TEXT UNDER STUDY:
((
GREENACRES, Fla. — No one passing by the townhome on 27th Lane would have suspected the horrible conditions inside that led authorities to rescue nearly 50 cats living there.

The manicured lawn and a back yard opening onto a lake belied the stacks of garbage bags and stench of urine inside the Sherwood Lakes home. Scores of cats scaled the trash heaps in what investigators are calling the biggest recent case of animal hoarding in Palm Beach County.

The neglect came to light when the townhome owner suffered a medical problem March 6 and was hospitalized. Worried about her cats, she asked authorities to look after them.

When county Animal Care and Control crews arrived, they had to call other county departments for help with what they found. They spent two weeks removing cats from the home. The final tally: two dead and 45 alive.

“It is probably the worst hoarding case that we’ve seen in Palm Beach County,” Animal Care and Control Capt. David Walesky said. He described the home’s condition as “very, very deplorable.”

Animal Care and Control is receiving more calls about hoarding as more people learn about the problem.
))
WORK REQUEST 1: According to the cat hoarding report, how long did crews spend removing cats from the home?
WORK REQUEST 2: Revise the cat hoarding report from "GREENACRES, Fla. — No" to "look after them.", changing "townhome" to "house" throughout.
WORK REQUEST 3: Resume the cat hoarding report after its final sentence and carry it forward.
The entries that come next are separate material with no connection to the news report on the cat hoarding case.

ENTRIES SHOWN:
((
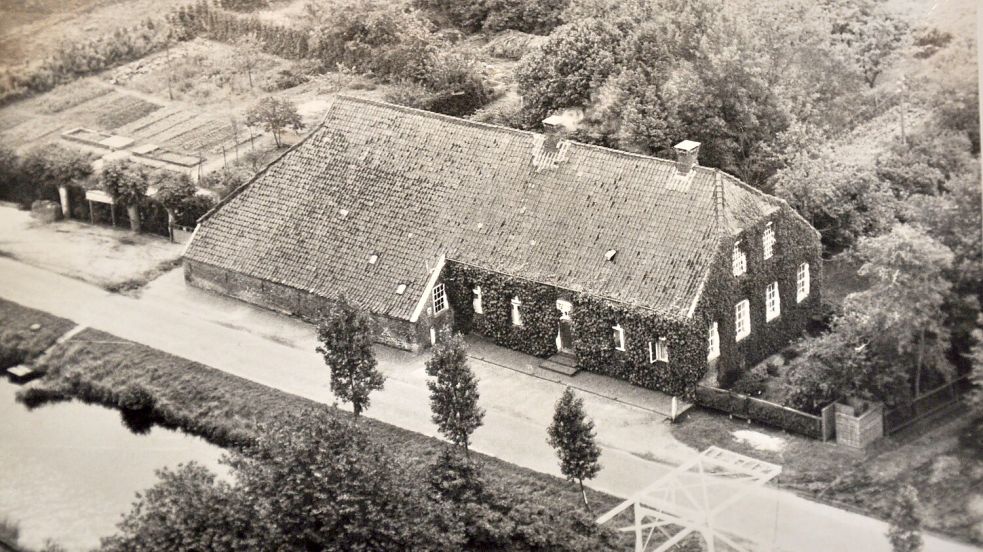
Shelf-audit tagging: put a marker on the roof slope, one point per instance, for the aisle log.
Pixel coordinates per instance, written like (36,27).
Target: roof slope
(409,185)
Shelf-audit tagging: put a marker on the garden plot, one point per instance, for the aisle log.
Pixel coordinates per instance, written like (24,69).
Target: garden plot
(205,137)
(125,110)
(71,95)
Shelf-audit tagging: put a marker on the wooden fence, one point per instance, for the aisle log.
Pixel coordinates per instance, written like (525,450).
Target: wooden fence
(929,403)
(750,408)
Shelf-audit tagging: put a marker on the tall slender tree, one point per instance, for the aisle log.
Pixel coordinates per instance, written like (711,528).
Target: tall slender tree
(572,435)
(346,336)
(454,391)
(905,531)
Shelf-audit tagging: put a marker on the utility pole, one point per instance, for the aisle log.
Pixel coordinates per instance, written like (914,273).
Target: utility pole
(903,92)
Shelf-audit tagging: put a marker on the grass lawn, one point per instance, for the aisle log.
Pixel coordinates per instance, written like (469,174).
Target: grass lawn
(948,477)
(18,342)
(226,409)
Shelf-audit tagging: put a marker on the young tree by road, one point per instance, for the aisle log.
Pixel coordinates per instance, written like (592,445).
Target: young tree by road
(572,435)
(126,182)
(454,391)
(346,336)
(274,115)
(905,532)
(174,190)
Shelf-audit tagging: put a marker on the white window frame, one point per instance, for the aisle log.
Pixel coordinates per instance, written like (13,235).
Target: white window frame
(739,260)
(768,241)
(439,298)
(742,319)
(476,300)
(619,337)
(773,302)
(802,282)
(713,341)
(659,353)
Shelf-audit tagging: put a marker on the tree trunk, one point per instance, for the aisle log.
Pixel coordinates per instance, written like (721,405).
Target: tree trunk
(133,212)
(918,366)
(583,493)
(66,208)
(171,221)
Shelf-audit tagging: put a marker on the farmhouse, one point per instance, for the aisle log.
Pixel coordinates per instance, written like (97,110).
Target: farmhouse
(641,268)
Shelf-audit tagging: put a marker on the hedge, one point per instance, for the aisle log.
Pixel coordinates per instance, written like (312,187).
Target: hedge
(760,411)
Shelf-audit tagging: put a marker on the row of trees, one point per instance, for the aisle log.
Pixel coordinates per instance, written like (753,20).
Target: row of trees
(751,83)
(315,482)
(56,173)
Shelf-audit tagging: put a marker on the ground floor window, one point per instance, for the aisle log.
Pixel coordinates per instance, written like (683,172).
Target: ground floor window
(802,282)
(713,342)
(742,320)
(619,337)
(439,298)
(476,300)
(773,302)
(658,350)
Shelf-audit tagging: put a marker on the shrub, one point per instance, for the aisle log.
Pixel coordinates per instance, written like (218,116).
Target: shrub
(135,397)
(750,383)
(243,5)
(930,40)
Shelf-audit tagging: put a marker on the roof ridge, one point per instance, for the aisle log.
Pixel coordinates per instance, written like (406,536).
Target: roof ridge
(479,124)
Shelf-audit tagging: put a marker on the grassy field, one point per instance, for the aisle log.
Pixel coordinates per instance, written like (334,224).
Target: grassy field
(227,410)
(948,476)
(18,342)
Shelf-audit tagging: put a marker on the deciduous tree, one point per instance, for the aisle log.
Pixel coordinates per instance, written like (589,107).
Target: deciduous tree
(346,335)
(126,182)
(902,312)
(275,115)
(572,436)
(453,391)
(906,521)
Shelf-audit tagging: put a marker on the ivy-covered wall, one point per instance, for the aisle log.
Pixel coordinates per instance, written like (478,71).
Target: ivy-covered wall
(795,242)
(593,321)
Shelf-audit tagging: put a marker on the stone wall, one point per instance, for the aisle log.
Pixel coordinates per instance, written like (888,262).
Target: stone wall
(392,332)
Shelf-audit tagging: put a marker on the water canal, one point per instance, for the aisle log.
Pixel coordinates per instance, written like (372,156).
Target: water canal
(68,471)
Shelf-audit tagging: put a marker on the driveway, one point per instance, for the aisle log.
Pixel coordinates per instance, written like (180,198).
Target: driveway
(278,351)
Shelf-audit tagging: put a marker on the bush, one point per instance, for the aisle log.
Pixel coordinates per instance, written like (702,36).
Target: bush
(135,397)
(750,383)
(243,5)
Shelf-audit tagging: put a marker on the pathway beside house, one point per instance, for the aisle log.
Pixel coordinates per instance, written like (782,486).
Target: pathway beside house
(278,351)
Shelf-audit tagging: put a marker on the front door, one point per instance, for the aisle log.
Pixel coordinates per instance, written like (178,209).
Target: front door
(566,336)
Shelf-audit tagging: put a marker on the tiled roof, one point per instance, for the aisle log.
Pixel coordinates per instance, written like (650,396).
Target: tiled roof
(409,185)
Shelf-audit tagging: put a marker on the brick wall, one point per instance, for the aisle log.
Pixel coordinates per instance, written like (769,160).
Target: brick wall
(393,332)
(859,431)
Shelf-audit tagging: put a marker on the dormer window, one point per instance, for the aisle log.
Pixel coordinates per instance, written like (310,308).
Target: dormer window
(739,260)
(439,298)
(768,241)
(476,300)
(619,337)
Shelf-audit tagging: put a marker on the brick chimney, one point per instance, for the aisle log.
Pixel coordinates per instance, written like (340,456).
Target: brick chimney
(687,153)
(555,129)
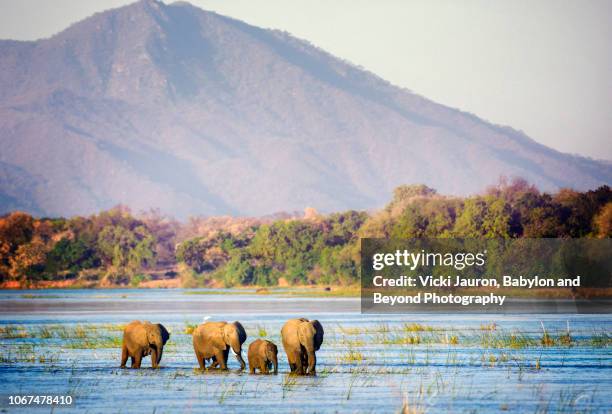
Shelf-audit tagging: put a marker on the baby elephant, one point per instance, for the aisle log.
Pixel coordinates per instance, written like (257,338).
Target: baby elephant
(262,355)
(141,339)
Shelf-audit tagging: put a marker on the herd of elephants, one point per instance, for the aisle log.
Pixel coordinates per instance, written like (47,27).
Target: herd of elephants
(212,341)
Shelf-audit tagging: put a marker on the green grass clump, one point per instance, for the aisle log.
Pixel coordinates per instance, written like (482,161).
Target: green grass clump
(13,332)
(417,327)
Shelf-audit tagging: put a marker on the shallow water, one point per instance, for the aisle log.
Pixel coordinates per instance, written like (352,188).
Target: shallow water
(457,363)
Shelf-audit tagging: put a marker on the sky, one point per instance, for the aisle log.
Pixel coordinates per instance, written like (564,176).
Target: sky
(543,67)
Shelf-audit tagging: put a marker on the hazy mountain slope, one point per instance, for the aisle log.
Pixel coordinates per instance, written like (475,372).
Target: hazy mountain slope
(170,106)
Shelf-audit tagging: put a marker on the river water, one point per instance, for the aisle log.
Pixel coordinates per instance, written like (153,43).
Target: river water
(67,342)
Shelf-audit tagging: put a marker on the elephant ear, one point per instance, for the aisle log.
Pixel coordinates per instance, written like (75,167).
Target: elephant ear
(164,333)
(241,332)
(318,339)
(271,351)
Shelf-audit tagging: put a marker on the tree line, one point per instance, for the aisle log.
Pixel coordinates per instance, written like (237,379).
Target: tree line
(119,248)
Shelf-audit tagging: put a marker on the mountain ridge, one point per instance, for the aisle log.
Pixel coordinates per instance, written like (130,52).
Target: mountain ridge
(205,114)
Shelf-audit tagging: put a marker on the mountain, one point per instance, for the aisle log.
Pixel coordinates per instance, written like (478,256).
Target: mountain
(172,107)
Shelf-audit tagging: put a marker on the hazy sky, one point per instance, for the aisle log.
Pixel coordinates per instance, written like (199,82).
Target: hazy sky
(542,66)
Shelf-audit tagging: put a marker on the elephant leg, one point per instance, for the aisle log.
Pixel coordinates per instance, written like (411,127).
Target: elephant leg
(221,360)
(251,364)
(138,360)
(123,356)
(225,356)
(299,367)
(154,357)
(201,361)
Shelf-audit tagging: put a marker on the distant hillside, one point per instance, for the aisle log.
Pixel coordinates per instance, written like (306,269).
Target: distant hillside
(170,106)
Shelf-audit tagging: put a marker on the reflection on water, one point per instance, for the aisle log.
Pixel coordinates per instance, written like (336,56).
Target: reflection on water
(367,363)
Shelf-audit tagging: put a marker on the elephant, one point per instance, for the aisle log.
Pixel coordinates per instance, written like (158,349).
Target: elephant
(262,355)
(301,338)
(141,339)
(212,340)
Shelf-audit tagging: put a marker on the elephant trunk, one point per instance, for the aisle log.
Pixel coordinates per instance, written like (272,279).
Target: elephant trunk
(156,352)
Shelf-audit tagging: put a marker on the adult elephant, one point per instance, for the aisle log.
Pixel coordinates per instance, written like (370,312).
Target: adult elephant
(141,339)
(214,340)
(301,339)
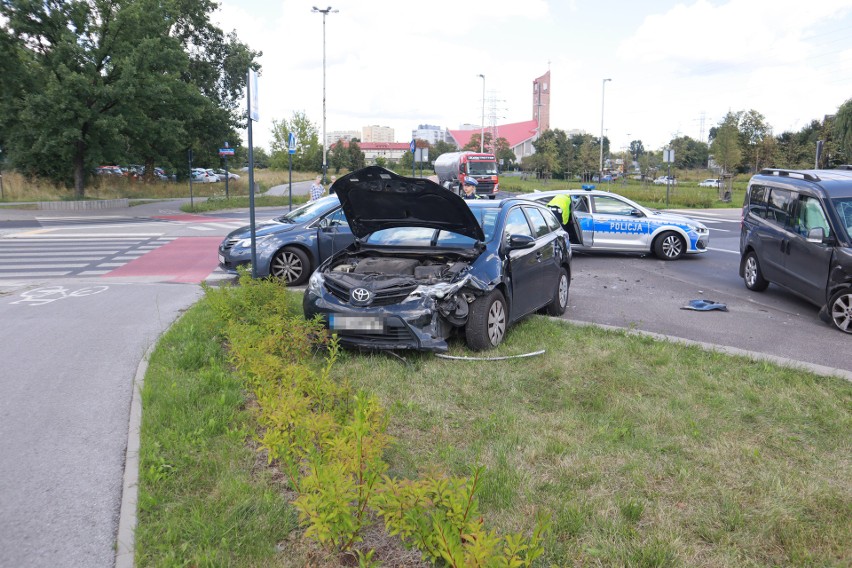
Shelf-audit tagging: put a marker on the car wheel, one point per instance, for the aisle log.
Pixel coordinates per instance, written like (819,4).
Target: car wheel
(487,322)
(559,303)
(291,265)
(669,246)
(752,274)
(840,310)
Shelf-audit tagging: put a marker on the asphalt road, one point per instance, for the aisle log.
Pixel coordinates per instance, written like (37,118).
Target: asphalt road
(84,295)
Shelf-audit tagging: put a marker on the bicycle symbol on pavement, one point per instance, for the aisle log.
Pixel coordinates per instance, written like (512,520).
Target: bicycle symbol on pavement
(48,294)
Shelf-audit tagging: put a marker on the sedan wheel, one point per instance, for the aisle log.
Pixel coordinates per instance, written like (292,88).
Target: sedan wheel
(487,322)
(559,304)
(840,310)
(290,265)
(752,275)
(669,246)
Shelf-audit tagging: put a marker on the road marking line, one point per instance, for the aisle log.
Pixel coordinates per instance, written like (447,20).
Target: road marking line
(723,250)
(88,236)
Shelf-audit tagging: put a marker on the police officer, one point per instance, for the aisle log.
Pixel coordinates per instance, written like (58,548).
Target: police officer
(563,201)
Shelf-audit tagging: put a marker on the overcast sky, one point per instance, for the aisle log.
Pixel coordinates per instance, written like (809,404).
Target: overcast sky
(674,65)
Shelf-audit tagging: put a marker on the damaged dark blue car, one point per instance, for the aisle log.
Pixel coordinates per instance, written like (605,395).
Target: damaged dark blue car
(426,264)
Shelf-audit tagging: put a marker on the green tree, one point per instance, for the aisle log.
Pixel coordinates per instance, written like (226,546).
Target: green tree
(689,153)
(473,144)
(636,149)
(105,81)
(725,146)
(753,129)
(842,131)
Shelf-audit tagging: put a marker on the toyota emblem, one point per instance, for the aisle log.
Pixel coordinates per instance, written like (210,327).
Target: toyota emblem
(361,296)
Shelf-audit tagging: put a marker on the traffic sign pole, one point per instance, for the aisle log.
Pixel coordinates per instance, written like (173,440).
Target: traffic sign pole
(291,149)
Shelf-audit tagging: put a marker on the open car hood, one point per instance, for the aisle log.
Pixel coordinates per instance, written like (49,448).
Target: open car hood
(374,198)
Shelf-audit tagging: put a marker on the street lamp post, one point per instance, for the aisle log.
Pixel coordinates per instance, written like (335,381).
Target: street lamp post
(603,92)
(324,13)
(482,124)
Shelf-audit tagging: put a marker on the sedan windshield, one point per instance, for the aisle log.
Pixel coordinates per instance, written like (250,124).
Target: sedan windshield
(426,237)
(307,212)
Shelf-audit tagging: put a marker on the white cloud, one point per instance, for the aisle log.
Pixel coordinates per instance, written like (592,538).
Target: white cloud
(403,65)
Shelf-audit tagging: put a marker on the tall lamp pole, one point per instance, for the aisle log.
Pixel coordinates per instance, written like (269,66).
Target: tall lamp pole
(482,124)
(324,13)
(603,92)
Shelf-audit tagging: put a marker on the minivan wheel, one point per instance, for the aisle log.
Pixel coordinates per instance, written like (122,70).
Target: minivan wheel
(669,246)
(290,265)
(752,275)
(487,322)
(840,310)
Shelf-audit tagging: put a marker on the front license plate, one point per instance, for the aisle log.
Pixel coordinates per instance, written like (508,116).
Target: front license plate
(368,324)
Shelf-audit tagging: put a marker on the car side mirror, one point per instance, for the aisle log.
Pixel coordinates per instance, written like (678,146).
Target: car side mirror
(520,241)
(816,235)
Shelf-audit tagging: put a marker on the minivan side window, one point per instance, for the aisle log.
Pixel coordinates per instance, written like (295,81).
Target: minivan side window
(780,207)
(757,201)
(810,216)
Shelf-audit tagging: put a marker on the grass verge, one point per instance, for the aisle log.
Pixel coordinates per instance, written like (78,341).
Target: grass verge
(645,453)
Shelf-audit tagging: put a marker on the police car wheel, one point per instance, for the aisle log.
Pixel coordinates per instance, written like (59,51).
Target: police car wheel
(669,246)
(487,322)
(559,304)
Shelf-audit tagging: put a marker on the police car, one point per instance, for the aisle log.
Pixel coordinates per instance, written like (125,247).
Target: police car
(610,222)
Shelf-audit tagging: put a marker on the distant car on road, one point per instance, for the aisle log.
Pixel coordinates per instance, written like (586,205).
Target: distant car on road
(611,222)
(201,175)
(665,180)
(290,247)
(223,174)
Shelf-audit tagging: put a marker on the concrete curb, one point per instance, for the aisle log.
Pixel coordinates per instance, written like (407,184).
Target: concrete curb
(125,541)
(783,361)
(84,205)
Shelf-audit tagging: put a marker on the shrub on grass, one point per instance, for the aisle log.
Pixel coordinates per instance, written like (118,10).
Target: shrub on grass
(330,442)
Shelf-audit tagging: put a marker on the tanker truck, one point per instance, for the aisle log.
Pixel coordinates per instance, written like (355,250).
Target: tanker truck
(452,168)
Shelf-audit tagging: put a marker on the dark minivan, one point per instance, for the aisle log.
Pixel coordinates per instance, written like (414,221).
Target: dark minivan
(797,233)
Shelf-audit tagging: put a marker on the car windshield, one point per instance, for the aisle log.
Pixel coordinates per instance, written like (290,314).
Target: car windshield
(843,206)
(426,237)
(307,212)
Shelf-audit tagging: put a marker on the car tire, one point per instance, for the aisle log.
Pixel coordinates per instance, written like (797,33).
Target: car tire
(752,275)
(291,265)
(840,310)
(669,246)
(559,303)
(487,321)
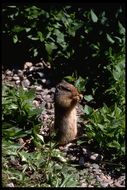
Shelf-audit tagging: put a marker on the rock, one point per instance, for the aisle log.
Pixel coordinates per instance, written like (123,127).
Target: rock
(81,161)
(27,65)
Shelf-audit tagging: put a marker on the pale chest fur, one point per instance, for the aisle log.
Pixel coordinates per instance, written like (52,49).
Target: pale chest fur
(67,126)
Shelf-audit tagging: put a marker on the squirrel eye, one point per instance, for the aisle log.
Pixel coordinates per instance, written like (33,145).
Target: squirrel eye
(64,88)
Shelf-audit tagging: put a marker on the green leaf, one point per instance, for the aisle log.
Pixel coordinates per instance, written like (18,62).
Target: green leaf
(121,28)
(41,36)
(93,16)
(50,47)
(88,110)
(110,39)
(88,98)
(15,39)
(40,137)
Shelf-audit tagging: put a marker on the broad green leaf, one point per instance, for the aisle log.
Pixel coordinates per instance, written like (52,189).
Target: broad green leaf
(88,110)
(15,39)
(93,16)
(121,28)
(88,98)
(110,39)
(40,137)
))
OUTPUT 1: Two weeks.

OUTPUT 2:
GREENACRES, Fla. — No one passing by the house on 27th Lane would have suspected the horrible conditions inside that led authorities to rescue nearly 50 cats living there.

The manicured lawn and a back yard opening onto a lake belied the stacks of garbage bags and stench of urine inside the Sherwood Lakes home. Scores of cats scaled the trash heaps in what investigators are calling the biggest recent case of animal hoarding in Palm Beach County.

The neglect came to light when the house owner suffered a medical problem March 6 and was hospitalized. Worried about her cats, she asked authorities to look after them.

OUTPUT 3:
Of the many calls reporting possible animal cruelty, investigators find that about one a day involves a hoarder. Extreme situations such as the one in Greenacres are found every few months.

Another extreme hoarding case was that of Chi Lu Linville of Loxahatchee. In 2002, crews removed hundreds of goats from her home. In 2003, they removed almost 200 pigs, cats, sheep and cows.

Linville became so enraged that she enlisted a hit man – actually an undercover Palm Beach County sheriff’s deputy posing as as a hit man – to shoot Tammie Crawford, an Animal Care and Control officer, and dump her body into a canal. Linville was convicted in 2005 of solicitation to commit first-degree murder.

Also fresh in Walesky’s mind were the 52 animals found in a western Boynton Beach home in 2000. In that same house was a roomful of dead animals the homeowner just couldn’t let go of.